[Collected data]
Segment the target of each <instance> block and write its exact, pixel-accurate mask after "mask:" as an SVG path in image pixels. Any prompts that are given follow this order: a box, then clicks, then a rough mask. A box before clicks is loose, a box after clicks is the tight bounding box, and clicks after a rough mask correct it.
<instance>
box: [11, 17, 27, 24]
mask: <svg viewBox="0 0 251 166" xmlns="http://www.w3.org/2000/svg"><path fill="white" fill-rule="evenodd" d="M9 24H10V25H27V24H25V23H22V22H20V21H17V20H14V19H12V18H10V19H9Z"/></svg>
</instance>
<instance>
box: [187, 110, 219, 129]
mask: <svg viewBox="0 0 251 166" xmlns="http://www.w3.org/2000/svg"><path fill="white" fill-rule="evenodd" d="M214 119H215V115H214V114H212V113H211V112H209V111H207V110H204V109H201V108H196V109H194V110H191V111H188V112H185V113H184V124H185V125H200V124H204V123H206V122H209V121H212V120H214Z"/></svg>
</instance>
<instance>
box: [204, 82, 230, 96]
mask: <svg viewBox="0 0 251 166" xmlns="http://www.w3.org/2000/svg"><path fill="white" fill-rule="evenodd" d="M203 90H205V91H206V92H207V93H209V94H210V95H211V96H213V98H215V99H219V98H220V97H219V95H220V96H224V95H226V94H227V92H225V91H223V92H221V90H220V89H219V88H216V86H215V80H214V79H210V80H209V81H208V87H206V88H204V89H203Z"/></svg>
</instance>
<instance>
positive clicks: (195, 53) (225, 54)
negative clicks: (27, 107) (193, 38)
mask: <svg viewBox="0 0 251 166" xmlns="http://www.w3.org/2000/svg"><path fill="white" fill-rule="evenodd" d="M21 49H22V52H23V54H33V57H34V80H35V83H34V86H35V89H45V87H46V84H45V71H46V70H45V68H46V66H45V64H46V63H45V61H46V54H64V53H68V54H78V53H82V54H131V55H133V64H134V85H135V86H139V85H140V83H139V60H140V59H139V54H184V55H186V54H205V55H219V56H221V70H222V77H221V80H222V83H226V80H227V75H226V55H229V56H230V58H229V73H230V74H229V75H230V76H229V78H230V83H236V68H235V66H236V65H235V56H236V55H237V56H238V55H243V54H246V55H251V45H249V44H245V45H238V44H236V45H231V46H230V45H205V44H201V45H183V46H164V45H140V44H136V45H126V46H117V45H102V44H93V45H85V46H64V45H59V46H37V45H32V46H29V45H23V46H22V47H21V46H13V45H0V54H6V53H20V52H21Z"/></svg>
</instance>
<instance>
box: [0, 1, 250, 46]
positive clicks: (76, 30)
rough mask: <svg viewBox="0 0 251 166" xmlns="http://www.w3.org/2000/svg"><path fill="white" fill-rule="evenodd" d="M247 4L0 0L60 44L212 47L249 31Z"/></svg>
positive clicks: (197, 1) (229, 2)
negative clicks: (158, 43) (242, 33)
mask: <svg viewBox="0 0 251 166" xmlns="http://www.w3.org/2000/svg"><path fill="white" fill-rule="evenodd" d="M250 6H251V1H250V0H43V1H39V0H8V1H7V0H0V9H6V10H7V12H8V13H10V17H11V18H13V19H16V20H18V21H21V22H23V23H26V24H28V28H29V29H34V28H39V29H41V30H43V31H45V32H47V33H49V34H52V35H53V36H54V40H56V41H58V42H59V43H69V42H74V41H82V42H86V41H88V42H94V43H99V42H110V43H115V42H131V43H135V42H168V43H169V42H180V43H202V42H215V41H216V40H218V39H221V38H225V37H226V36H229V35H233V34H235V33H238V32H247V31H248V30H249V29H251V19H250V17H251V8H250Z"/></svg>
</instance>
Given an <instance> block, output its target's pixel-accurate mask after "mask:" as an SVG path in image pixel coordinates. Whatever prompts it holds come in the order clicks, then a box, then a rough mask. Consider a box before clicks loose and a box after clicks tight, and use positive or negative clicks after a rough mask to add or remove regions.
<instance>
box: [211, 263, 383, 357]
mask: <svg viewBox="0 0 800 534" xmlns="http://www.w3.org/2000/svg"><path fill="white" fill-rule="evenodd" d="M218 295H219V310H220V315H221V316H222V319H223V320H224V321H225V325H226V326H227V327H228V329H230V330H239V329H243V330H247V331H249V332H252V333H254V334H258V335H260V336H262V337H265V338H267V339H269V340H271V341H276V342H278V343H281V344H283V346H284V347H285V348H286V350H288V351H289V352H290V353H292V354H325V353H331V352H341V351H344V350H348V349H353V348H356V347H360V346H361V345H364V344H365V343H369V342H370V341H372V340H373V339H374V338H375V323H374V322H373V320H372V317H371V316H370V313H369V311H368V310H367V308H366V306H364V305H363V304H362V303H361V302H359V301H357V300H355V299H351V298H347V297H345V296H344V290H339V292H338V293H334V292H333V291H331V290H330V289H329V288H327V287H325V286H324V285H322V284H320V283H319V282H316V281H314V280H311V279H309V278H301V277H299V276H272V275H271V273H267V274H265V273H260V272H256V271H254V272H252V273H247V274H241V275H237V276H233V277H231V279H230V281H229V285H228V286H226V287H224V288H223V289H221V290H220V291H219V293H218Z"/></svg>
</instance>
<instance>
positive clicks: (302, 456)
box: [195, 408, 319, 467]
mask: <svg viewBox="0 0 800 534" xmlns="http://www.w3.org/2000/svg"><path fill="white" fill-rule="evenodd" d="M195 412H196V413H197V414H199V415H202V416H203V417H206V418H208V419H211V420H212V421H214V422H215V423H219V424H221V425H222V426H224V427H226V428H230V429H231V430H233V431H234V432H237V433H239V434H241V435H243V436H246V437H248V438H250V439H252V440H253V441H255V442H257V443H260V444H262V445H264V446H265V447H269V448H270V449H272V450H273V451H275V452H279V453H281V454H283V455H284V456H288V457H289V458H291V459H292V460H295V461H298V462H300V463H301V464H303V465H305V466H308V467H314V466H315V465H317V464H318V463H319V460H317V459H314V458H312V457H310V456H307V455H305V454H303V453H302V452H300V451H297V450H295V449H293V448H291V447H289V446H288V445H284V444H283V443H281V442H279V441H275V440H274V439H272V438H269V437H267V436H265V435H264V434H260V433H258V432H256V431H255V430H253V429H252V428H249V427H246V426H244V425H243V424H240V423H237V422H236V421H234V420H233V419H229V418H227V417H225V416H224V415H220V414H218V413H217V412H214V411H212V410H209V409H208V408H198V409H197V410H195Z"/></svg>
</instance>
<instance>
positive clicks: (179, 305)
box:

What is required >>
For each line in the data, set it down again exactly.

Problem solution >>
Segment the target of each <instance> block and write its exact, pixel-accurate mask after "mask:" as an SVG path in image pixels. Any prompts that are given follow this order: a box, then clicks, then a rough mask. A box before clicks is loose, a box after clicks is the tight bounding box, and clicks after a rough mask correct it.
<instance>
box: [11, 17, 27, 24]
mask: <svg viewBox="0 0 251 166" xmlns="http://www.w3.org/2000/svg"><path fill="white" fill-rule="evenodd" d="M9 24H10V25H27V24H25V23H22V22H20V21H17V20H14V19H12V18H10V19H9Z"/></svg>
</instance>
<instance>
box: [187, 110, 219, 129]
mask: <svg viewBox="0 0 251 166" xmlns="http://www.w3.org/2000/svg"><path fill="white" fill-rule="evenodd" d="M214 119H215V115H214V114H212V113H211V112H209V111H207V110H204V109H201V108H196V109H194V110H191V111H188V112H185V113H184V124H185V125H200V124H204V123H206V122H209V121H212V120H214Z"/></svg>
</instance>
<instance>
box: [204, 82, 230, 96]
mask: <svg viewBox="0 0 251 166" xmlns="http://www.w3.org/2000/svg"><path fill="white" fill-rule="evenodd" d="M203 90H205V91H206V92H207V93H209V94H210V95H211V96H213V98H215V99H219V98H220V97H219V95H220V96H224V95H226V94H227V92H225V91H223V92H221V90H220V89H219V88H216V86H215V80H214V79H210V80H209V81H208V87H206V88H204V89H203Z"/></svg>
</instance>
<instance>
positive clicks: (195, 53) (225, 54)
negative clicks: (27, 107) (193, 38)
mask: <svg viewBox="0 0 251 166" xmlns="http://www.w3.org/2000/svg"><path fill="white" fill-rule="evenodd" d="M21 49H22V52H23V54H33V57H34V80H35V83H34V86H35V89H45V87H46V84H45V71H46V70H45V68H46V66H45V64H46V63H45V61H46V54H64V53H68V54H78V53H82V54H131V55H133V64H134V85H135V86H139V85H140V83H139V60H140V59H139V54H184V55H186V54H205V55H219V56H221V70H222V77H221V80H222V83H226V80H227V75H226V55H229V56H230V58H229V73H230V74H229V75H230V76H229V78H230V83H236V68H235V66H236V65H235V56H236V55H237V56H238V55H243V54H246V55H251V45H249V44H245V45H238V44H236V45H231V46H230V45H205V44H201V45H183V46H164V45H140V44H136V45H126V46H117V45H102V44H93V45H85V46H64V45H59V46H37V45H32V46H29V45H23V46H22V47H21V46H13V45H0V54H6V53H20V52H21Z"/></svg>
</instance>
<instance>
box: [0, 1, 250, 46]
positive clicks: (76, 30)
rough mask: <svg viewBox="0 0 251 166" xmlns="http://www.w3.org/2000/svg"><path fill="white" fill-rule="evenodd" d="M247 4L0 0L60 44L212 47L249 31Z"/></svg>
positive clicks: (197, 1) (229, 2)
negative clicks: (158, 43) (242, 33)
mask: <svg viewBox="0 0 251 166" xmlns="http://www.w3.org/2000/svg"><path fill="white" fill-rule="evenodd" d="M250 6H251V1H250V0H43V1H39V0H8V1H7V0H0V9H6V10H7V12H8V13H10V17H11V18H13V19H16V20H18V21H21V22H23V23H26V24H28V28H29V29H34V28H39V29H41V30H43V31H45V32H47V33H49V34H52V35H53V36H54V40H56V41H58V42H59V43H69V42H74V41H82V42H86V41H88V42H94V43H99V42H110V43H115V42H131V43H135V42H168V43H169V42H180V43H202V42H215V41H216V40H218V39H221V38H225V37H226V36H229V35H233V34H235V33H238V32H247V31H248V30H249V29H251V19H250V17H251V8H250Z"/></svg>
</instance>
Given an <instance> block, output its target's pixel-accurate mask after "mask:" as an SVG path in image pixel coordinates. Whatever prompts it holds come in the order clicks, then a box, then a rough mask. Consider a box before clicks loose and a box after clicks tight, and use positive or negative clicks after a rough mask to add or remove regions.
<instance>
box: [211, 263, 383, 357]
mask: <svg viewBox="0 0 800 534" xmlns="http://www.w3.org/2000/svg"><path fill="white" fill-rule="evenodd" d="M218 295H219V310H220V315H221V316H222V319H223V320H224V321H225V325H226V326H227V327H228V329H230V330H239V329H243V330H247V331H249V332H252V333H254V334H258V335H260V336H262V337H265V338H267V339H269V340H271V341H276V342H278V343H281V344H283V346H284V347H285V348H286V350H288V351H289V352H290V353H292V354H325V353H331V352H341V351H344V350H348V349H353V348H356V347H360V346H361V345H364V344H365V343H369V342H370V341H372V340H373V339H374V338H375V323H374V322H373V320H372V317H371V316H370V313H369V311H368V310H367V308H366V306H364V305H363V304H362V303H361V302H359V301H357V300H355V299H351V298H347V297H345V296H344V290H339V292H338V293H334V292H333V291H331V290H330V289H329V288H327V287H325V286H324V285H322V284H320V283H319V282H316V281H314V280H311V279H309V278H301V277H299V276H272V275H271V273H267V274H265V273H260V272H256V271H254V272H252V273H247V274H241V275H237V276H233V277H231V279H230V281H229V285H228V286H226V287H224V288H223V289H221V290H220V291H219V293H218Z"/></svg>
</instance>
<instance>
positive clicks: (302, 456)
box: [195, 408, 319, 467]
mask: <svg viewBox="0 0 800 534" xmlns="http://www.w3.org/2000/svg"><path fill="white" fill-rule="evenodd" d="M195 412H196V413H197V414H199V415H202V416H203V417H206V418H208V419H211V420H212V421H214V422H215V423H219V424H221V425H222V426H224V427H226V428H230V429H231V430H233V431H234V432H237V433H239V434H241V435H243V436H246V437H248V438H250V439H252V440H253V441H255V442H257V443H260V444H262V445H264V446H265V447H269V448H270V449H272V450H273V451H275V452H279V453H281V454H283V455H284V456H288V457H289V458H291V459H292V460H295V461H298V462H300V463H301V464H303V465H305V466H308V467H314V466H315V465H317V464H318V463H319V460H317V459H314V458H312V457H310V456H307V455H305V454H303V453H302V452H300V451H297V450H295V449H293V448H291V447H289V446H288V445H284V444H283V443H281V442H279V441H275V440H274V439H272V438H269V437H267V436H265V435H264V434H260V433H258V432H256V431H255V430H253V429H252V428H249V427H246V426H244V425H243V424H240V423H237V422H236V421H234V420H233V419H229V418H227V417H225V416H224V415H220V414H218V413H217V412H214V411H212V410H209V409H208V408H198V409H197V410H195Z"/></svg>
</instance>
<instance>
positive clicks: (179, 305)
box:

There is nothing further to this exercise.